[What you will do]:
Before you reproduce the entries that follow, strip out any image they contain and keep the rest exact.

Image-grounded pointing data
────────────────────────────────────────

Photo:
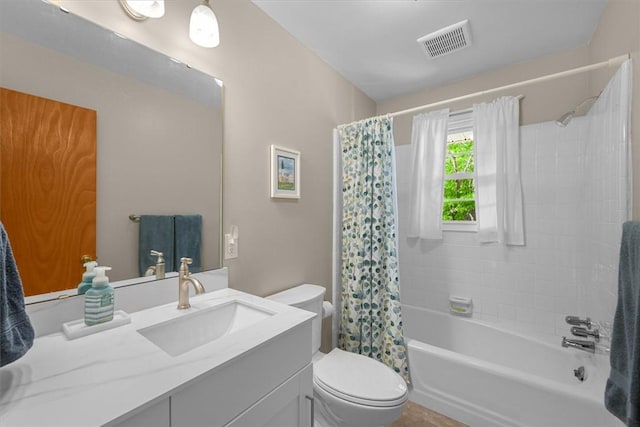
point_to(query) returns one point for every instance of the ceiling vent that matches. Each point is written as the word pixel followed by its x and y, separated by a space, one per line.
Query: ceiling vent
pixel 447 40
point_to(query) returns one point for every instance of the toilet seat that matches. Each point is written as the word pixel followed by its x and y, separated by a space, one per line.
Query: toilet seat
pixel 359 379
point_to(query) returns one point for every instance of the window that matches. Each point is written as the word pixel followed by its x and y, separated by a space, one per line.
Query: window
pixel 459 203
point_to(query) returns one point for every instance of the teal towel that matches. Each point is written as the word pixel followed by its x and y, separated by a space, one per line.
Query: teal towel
pixel 188 240
pixel 156 232
pixel 16 332
pixel 622 392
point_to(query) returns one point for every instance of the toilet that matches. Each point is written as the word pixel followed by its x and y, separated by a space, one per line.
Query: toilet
pixel 349 389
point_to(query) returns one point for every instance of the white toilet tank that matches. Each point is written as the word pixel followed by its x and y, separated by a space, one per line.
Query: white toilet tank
pixel 306 297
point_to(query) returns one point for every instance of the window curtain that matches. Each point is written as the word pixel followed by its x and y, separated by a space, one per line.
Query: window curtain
pixel 370 315
pixel 496 134
pixel 428 150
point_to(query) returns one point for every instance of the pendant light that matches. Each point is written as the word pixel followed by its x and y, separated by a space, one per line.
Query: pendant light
pixel 143 9
pixel 203 27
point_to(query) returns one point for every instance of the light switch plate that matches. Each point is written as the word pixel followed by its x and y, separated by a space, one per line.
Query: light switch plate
pixel 230 247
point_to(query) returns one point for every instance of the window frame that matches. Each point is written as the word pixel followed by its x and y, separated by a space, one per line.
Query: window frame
pixel 459 122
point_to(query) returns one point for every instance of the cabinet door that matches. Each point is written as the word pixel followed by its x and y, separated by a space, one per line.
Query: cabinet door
pixel 217 398
pixel 158 415
pixel 289 405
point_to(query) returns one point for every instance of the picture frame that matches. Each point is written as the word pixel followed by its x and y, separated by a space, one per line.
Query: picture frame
pixel 285 173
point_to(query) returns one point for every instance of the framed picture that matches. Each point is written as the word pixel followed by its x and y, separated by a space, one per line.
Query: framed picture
pixel 285 173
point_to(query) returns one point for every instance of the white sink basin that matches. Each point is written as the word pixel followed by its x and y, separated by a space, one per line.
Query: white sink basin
pixel 177 336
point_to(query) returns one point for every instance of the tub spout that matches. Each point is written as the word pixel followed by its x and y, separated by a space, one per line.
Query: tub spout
pixel 583 345
pixel 584 333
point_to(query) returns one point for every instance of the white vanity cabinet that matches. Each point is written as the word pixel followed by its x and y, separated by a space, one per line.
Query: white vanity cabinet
pixel 270 382
pixel 289 405
pixel 157 415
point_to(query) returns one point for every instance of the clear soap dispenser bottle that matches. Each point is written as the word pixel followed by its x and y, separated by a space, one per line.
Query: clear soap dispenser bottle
pixel 98 301
pixel 87 277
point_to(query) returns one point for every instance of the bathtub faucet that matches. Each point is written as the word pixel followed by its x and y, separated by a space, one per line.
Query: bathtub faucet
pixel 583 345
pixel 576 321
pixel 584 333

────────────────────────────────────────

[Answer for this exercise]:
Photo:
point_to(query) returns one point for every instance of the ceiling vent that matches. Each point is written as the word pixel followed by its x and y, separated by a space, one per line.
Query: ceiling vent
pixel 447 40
point_to(query) returns one point for every instance of the toilet seat that matches. Each point is written as the word pixel followed by its x and y, separated by a space, one per line.
Query: toilet seat
pixel 359 379
point_to(query) returns one point for every instance of the window that matches. Each point is written as the word pixel followed by its x and y, separated by a space, one per line.
Query: window
pixel 459 203
point_to(query) returns one point for every instance of the teal towel that matches. Each point is written as the word pixel followed by its x and y, separated by a space, one per line.
Query: teal towel
pixel 188 240
pixel 156 232
pixel 16 332
pixel 622 392
point_to(query) returns one point for every instance of the toilet that matches. Each point is written as the word pixel followed by its x and y, separated by a space, one per line.
Query: toilet
pixel 349 389
point_to(query) returns one point for every instance of the white toilet tank that matches. Each point is written as the word pixel followed by its x and y, separated by a space, one per line.
Query: white toilet tank
pixel 306 297
point_to(query) returns one point for every instance of the window curtain that matches. Each point is written as the word pixel followed by its x and y, separated by a space, one per line.
Query: window curtain
pixel 370 315
pixel 496 134
pixel 428 150
point_to(query) returns one point for every instance of the pendant light that matches. Each point is written as the word pixel followed by its x and y, separated by a space, one per line.
Query: pendant light
pixel 143 9
pixel 203 27
point_to(query) returns one point for every instance of the light switch plate that matches. Each point is written as the word pixel followed by its x and y, separated by a space, one per line.
Query: light switch plate
pixel 230 247
point_to(query) returns one point for every instance of the window frame that matches. Each point is written as the word pixel followed by its x and y, separated by a space, one per line.
Query: window frame
pixel 459 122
point_to(query) returns one point for every instance of the cabinet door that matches. Each point is written as the word pixel followed by its x and y, separated by a space, one per line.
Query: cabinet door
pixel 217 398
pixel 158 415
pixel 289 405
point_to(query) returns one point for every instance of the picture frame that matches. Each point is written as the word pixel followed by its x and y, separated by a space, one per line.
Query: picture frame
pixel 285 173
point_to(query) returns one point for every instance of the framed picture that matches. Each point is written as the word pixel followed by its x and y, separated by a space, one per line.
Query: framed picture
pixel 285 173
point_to(query) returns one point for every instance of the white sink basin that matches. Each point is written as the word pixel followed by its x and y, separated by a space, one per line.
Query: white sink basin
pixel 177 336
point_to(query) returns one point for every instance of the tub spout that matches. Each point is written as the word pixel followed by its x and y, separated by a space, one per line.
Query: tub spout
pixel 583 345
pixel 584 333
point_to(query) returns one point for every instance of the white vanity cabinet that matches. Each point is written as the word pixel followed by its x and y, separated by a space, one per line.
Query: white vanity cabinet
pixel 270 382
pixel 289 405
pixel 157 415
point_to(query) returns one point for every instance of the clear soap dispenser bottle that matches. Each point is written as the word pixel followed by its x and y, separated by a space, one per line.
Query: clear soap dispenser bottle
pixel 98 301
pixel 87 277
point_to(query) returns one point for every instance of the bathtub faucet that matches. Each point is written as the word pixel followed by its x and y, separated by a space, one per line.
Query: bathtub faucet
pixel 583 345
pixel 576 321
pixel 584 333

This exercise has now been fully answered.